* Directive
Copy out the records below, swapping "thickest part" for "widest part" wherever it occurs and changing nothing else. Omit the pictures.

.....

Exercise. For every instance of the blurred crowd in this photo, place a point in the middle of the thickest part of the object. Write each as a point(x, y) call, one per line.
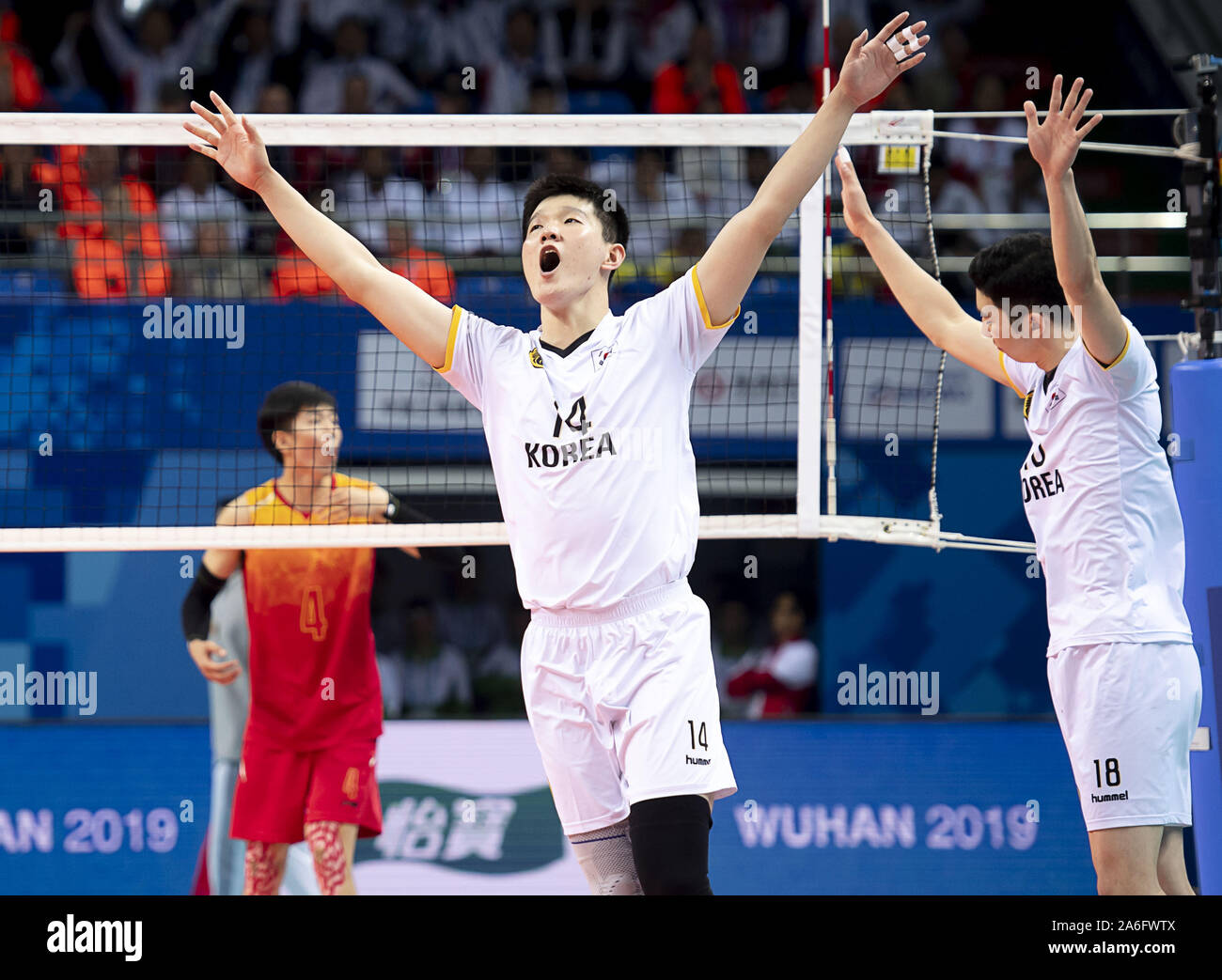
point(154, 222)
point(460, 655)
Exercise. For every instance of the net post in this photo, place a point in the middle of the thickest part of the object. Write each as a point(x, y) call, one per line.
point(810, 340)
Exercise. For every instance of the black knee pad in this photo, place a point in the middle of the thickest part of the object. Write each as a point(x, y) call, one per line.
point(670, 845)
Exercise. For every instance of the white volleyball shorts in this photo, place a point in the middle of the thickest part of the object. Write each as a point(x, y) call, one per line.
point(623, 706)
point(1127, 714)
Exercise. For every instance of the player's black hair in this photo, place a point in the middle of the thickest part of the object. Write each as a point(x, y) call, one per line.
point(1019, 268)
point(615, 220)
point(794, 595)
point(282, 403)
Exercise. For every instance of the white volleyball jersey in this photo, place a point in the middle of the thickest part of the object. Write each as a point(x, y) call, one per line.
point(589, 446)
point(1100, 499)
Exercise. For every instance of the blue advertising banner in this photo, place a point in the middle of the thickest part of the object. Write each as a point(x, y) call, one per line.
point(822, 808)
point(98, 809)
point(900, 808)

.....

* Result of the exercise
Exercise. For every instance of the blurred crowd in this photo, place a point in the middle of the widest part of the object. Write each as a point(x, y) call, one per line.
point(154, 222)
point(460, 655)
Exercise. For every instance of the net post in this photo, place a point in the middle of the widest part of the object. Write each as a point(x, y) call, one per line.
point(810, 340)
Exercise. For every instance of the black knee pad in this photo, place a point in the middle of the widest part of the object. Write each as a point(x, y) call, one per line.
point(670, 845)
Exercise. For every instance of the white volleyball shorts in this photo, place a point in the middle of the widest part of the object. Write each as a point(x, y) call, one per line.
point(623, 706)
point(1127, 714)
Exercise. For every instance of the player's black hair in this photo, place a point in the middle of the widest part of the object. Write each as a point(x, y) call, one per line.
point(1019, 268)
point(615, 220)
point(794, 595)
point(282, 403)
Exercise. For every instance of the white volleyball jersey in this photo, place a point in the middle of the widest part of the object. Write each as a point(x, y) call, one per line.
point(589, 446)
point(1100, 499)
Exercise. For every instance of the blue advertising banner in this photo, place a point in the middle of the widest part of the object. Write each as a point(x, y) call, one per line.
point(822, 808)
point(98, 809)
point(900, 808)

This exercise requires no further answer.